__DIRECTIONS__. Which lines in the items below contain the string "whole"? List each of those lines in full.

__GIVEN DATA__.
<<<<

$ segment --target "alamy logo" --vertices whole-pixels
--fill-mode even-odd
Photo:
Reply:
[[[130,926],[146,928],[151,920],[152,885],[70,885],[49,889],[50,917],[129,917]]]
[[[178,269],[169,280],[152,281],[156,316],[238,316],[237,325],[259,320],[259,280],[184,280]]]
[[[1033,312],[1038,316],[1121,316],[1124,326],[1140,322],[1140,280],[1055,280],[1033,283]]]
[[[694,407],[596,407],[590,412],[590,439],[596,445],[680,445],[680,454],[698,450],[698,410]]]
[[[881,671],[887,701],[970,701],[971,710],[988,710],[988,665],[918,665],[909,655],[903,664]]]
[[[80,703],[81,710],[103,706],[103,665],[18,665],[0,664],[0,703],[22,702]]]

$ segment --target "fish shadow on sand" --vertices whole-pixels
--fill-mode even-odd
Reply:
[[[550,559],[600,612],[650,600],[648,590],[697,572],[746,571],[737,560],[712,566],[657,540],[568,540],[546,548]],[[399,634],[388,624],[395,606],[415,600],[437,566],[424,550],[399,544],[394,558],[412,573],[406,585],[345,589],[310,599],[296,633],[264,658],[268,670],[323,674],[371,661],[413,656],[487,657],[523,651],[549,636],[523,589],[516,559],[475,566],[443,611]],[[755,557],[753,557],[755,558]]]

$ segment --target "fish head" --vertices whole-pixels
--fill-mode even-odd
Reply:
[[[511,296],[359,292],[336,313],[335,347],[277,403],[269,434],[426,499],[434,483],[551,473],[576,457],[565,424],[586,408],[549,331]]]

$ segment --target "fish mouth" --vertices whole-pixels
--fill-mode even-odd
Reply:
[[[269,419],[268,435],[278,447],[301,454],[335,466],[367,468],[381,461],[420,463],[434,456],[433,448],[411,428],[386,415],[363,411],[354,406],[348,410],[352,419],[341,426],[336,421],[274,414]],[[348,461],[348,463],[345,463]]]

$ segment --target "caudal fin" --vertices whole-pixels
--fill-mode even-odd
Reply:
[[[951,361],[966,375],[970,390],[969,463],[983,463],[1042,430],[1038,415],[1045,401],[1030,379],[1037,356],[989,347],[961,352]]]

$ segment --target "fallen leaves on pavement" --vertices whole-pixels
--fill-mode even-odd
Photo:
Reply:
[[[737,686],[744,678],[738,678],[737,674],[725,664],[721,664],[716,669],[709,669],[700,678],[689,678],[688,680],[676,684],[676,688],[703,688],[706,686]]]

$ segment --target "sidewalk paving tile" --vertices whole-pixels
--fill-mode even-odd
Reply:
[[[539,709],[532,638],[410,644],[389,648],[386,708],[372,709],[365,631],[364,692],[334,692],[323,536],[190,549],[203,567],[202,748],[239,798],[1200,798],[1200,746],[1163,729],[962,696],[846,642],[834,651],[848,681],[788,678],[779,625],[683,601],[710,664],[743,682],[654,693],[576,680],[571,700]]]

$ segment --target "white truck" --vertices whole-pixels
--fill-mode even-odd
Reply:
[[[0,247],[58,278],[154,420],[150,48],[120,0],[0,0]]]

>>>>

__OUTPUT BELOW__.
$ segment --target "alamy logo" --vertices whole-pixels
$ segment --target "fish shadow on sand" --vertices whole-pixels
$ segment --target "fish head" --vertices whole-pixels
$ segment --target "fish mouth" --vertices whole-pixels
$ segment --target "caudal fin" --vertices whole-pixels
$ segment --target "fallen leaves on pavement" --vertices whole-pixels
$ segment --target "sidewalk paving tile" --vertices whole-pixels
$ segment --target "white truck" --vertices whole-pixels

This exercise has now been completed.